** Required work **
Select and copy each line that contains the word "brass".
○ ○ ○ ○
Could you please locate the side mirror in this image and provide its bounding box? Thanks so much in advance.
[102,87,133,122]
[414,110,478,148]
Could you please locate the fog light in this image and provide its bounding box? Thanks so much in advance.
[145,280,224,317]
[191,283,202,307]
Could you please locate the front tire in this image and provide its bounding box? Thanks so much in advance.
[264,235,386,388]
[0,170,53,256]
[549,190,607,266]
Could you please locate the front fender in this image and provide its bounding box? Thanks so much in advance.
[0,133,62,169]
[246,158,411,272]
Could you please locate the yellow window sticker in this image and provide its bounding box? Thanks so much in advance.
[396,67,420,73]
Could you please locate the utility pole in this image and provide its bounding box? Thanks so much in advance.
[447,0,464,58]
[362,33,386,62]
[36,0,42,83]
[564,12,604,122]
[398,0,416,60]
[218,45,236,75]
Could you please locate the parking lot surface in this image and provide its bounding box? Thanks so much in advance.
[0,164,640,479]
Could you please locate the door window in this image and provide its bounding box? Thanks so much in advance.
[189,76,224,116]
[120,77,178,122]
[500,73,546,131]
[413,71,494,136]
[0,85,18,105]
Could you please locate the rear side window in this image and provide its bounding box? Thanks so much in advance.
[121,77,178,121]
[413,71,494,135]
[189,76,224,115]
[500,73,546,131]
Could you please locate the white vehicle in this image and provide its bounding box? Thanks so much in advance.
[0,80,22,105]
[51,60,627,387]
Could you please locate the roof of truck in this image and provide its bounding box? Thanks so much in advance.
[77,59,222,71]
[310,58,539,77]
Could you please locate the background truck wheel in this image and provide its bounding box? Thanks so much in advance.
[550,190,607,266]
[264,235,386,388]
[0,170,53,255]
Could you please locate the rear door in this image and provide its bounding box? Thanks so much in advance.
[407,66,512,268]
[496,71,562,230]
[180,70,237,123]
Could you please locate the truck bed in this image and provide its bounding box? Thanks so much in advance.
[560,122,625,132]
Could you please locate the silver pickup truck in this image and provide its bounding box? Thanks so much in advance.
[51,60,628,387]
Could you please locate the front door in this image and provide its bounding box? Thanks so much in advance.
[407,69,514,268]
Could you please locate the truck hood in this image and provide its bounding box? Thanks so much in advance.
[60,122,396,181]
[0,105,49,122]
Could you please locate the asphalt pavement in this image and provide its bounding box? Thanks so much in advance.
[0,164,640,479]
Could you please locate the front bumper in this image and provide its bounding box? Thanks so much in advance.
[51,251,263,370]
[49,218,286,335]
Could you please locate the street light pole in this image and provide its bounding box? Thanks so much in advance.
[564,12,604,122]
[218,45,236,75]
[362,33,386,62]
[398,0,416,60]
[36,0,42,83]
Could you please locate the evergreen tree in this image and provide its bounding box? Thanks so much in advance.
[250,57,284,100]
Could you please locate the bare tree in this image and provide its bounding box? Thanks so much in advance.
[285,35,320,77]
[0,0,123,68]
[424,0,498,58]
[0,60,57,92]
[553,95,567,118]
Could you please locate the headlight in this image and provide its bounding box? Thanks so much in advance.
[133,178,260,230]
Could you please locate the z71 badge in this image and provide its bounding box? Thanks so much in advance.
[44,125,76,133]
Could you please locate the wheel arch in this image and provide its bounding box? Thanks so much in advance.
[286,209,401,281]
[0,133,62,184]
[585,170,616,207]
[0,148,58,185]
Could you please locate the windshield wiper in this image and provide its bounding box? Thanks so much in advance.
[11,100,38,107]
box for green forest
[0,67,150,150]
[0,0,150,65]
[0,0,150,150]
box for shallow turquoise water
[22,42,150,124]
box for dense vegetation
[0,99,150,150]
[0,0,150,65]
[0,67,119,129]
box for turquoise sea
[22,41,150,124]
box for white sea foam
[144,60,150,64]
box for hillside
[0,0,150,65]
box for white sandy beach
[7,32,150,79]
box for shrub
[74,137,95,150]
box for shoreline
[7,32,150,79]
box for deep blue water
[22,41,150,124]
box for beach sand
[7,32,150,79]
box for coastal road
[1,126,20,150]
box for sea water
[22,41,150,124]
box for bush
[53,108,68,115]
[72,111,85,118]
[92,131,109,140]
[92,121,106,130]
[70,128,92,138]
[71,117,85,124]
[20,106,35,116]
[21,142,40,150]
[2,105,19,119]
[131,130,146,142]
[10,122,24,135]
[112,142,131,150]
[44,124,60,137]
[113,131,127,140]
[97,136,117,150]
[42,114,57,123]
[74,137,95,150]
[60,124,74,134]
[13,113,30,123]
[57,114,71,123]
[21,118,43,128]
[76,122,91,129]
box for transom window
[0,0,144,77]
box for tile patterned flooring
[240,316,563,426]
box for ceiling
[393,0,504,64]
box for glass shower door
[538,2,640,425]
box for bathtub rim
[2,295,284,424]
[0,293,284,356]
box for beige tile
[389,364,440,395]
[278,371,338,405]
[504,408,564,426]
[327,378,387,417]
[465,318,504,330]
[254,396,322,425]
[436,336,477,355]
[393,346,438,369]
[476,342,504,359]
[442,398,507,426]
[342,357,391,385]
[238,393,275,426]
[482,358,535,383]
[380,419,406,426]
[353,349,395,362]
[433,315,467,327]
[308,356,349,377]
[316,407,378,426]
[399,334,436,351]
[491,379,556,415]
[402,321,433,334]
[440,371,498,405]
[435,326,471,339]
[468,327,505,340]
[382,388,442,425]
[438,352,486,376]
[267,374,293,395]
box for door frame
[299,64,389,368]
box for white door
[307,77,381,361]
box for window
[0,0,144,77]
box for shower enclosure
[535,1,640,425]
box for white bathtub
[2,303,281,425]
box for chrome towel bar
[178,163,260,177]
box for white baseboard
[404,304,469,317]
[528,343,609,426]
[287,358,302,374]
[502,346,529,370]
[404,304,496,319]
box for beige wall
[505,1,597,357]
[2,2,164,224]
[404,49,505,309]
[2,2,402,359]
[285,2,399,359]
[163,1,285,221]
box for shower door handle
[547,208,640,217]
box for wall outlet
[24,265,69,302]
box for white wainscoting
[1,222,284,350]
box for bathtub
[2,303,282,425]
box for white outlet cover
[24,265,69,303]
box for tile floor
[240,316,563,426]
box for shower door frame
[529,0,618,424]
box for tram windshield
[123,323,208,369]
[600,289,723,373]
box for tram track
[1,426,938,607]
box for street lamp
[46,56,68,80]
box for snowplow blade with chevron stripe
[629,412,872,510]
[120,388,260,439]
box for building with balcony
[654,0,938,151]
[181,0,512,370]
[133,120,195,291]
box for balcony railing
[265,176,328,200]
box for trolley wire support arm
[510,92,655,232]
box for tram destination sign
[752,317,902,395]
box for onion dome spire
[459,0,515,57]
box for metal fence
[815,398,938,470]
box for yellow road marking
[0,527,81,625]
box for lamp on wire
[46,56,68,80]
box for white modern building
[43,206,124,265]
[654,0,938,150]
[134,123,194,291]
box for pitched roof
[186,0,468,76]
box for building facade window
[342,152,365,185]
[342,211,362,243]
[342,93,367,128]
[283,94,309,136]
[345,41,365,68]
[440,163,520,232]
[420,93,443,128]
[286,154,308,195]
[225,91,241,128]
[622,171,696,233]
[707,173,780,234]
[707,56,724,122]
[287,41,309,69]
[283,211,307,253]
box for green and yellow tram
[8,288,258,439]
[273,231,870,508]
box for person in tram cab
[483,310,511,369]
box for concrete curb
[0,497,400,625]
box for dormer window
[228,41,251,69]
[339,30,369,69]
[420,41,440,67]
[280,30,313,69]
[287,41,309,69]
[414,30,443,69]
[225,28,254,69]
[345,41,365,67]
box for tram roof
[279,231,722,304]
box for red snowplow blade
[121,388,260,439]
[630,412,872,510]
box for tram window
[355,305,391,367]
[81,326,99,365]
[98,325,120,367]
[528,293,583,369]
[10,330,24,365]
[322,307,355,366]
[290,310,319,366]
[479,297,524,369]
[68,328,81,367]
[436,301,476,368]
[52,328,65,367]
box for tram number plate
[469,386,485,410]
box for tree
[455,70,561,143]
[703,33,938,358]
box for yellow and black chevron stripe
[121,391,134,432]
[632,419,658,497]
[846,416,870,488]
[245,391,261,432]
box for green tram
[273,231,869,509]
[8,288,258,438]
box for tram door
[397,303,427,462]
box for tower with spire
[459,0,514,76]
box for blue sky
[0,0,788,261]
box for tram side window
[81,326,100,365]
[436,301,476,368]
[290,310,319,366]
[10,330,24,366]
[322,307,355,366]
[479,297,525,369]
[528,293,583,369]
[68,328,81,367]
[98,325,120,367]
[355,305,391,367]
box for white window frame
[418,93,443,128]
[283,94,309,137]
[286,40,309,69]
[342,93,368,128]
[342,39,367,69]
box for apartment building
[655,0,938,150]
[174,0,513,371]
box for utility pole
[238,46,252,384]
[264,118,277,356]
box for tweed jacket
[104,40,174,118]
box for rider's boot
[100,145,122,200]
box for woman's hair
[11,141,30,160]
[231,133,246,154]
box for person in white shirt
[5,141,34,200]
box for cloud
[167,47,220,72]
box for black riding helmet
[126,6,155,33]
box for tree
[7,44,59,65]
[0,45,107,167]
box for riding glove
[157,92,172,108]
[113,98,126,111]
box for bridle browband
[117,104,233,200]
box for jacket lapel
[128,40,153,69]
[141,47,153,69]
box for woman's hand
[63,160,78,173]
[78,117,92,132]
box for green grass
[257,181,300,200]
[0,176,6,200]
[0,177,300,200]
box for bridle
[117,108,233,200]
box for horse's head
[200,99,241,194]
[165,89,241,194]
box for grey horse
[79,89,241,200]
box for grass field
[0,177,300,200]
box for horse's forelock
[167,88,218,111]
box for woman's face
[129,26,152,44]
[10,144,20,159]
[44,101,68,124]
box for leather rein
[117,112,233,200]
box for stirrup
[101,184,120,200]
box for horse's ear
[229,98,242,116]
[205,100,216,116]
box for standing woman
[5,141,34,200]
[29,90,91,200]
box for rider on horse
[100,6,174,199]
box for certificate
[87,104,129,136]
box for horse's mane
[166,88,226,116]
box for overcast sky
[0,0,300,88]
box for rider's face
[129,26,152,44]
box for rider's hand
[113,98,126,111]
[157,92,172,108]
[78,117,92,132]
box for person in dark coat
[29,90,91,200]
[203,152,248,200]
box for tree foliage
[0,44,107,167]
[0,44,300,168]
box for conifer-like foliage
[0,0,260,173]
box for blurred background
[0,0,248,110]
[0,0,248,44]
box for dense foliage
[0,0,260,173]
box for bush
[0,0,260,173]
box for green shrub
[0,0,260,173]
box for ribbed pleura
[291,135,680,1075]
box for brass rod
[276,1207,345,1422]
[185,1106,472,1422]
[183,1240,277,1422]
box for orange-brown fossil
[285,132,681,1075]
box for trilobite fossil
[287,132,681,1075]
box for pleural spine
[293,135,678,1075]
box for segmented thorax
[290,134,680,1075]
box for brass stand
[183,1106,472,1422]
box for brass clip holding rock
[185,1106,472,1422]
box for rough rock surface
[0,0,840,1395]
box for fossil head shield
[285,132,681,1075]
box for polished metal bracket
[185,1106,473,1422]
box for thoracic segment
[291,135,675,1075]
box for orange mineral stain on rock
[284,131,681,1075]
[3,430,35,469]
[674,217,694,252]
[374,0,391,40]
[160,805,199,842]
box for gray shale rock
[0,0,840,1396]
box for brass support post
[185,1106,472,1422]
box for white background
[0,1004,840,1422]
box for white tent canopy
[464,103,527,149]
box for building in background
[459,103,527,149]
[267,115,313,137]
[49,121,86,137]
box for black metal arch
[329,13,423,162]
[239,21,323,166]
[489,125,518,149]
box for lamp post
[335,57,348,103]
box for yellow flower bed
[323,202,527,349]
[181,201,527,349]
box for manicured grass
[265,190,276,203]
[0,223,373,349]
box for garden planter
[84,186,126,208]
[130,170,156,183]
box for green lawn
○ ○ ○ ○
** Task result **
box for brass rod
box for brass stand
box for brass clip holding rock
box for brass support post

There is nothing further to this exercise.